Wednesday, November 21, 2012

Number Talks

As previously mentioned, our district has the fortunate opportunity to train teachers on the CCSS.  In addition to discussing RICH problems and how they can be used in our own classrooms, we conduct Number Talks.  We use the book Number Talks: Helping Children Build Mental Math and Computation Strategies, Grades K-5, by Sherry Parrish as a resource.  Number Talks were designed to improve students' mental computation skills and number sense.  Inside Mathematics is another fantastic resource that shows how different teachers in varying grade levels apply Number Talks to their lessons.  In fact, this is a wonderful website that allows you to see teachers in action applying the Common Core Practice Standards! Woo! 

Anyway, we have been doing our best to introduce these talks into our classroom.  In my room, students sit together right in front of the board.  I tell them to summon their inner Kindergartner, which they giggle at.  We have only had time for a couple "formal" Number Talks, but we are beginning to apply it in all aspects of our day when answering questions verbally.  Here is an example of how my students were able to solve a basic addition problem using mental math and their process for doing so: 

Are they stellar?  Probably not.  My students were looking at me like I was a crazy person that day.  They didn't quite understand why understanding how to compose and decompose numbers is so important.  Many said, "I put them on top of each other and added.  I also carried the one." My point was that I wanted them to know what "carrying the one" actually meant.  As we do more, they do improve, and I can see it translating in other areas of math.  They are really starting to think about the VALUE of the numbers.
——————————
## CHALLENGE:
Please answer from the Number Talks post: where do the students sit during the talks?
——————————
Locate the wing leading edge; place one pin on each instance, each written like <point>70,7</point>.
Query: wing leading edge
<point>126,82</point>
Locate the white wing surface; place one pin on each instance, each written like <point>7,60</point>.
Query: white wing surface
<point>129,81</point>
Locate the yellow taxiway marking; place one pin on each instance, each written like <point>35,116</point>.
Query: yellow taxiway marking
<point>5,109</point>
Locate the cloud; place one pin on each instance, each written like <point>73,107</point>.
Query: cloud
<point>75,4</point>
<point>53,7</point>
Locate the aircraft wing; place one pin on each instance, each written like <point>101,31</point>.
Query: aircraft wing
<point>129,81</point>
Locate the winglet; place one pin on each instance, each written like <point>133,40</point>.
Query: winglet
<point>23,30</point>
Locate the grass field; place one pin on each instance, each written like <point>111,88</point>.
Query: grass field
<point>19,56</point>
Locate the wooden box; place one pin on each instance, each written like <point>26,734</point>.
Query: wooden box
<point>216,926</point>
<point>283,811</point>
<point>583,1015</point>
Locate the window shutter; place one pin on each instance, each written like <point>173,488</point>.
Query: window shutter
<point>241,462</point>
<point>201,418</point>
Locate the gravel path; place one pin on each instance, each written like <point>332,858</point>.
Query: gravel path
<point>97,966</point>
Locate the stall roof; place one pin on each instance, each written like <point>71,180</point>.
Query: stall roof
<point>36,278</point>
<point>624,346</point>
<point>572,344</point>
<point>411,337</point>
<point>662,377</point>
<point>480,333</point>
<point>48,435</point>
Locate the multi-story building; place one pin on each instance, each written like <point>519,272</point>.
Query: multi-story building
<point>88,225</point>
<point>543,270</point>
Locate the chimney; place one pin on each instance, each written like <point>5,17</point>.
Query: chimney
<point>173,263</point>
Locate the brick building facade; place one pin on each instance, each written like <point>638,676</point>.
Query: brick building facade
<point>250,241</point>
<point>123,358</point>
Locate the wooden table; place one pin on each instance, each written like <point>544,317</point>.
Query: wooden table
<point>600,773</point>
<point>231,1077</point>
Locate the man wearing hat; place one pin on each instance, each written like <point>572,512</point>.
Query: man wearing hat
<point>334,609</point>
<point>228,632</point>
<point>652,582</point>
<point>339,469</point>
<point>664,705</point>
——————————
## EXERCISE ANSWER:
They sit together right in front of the board.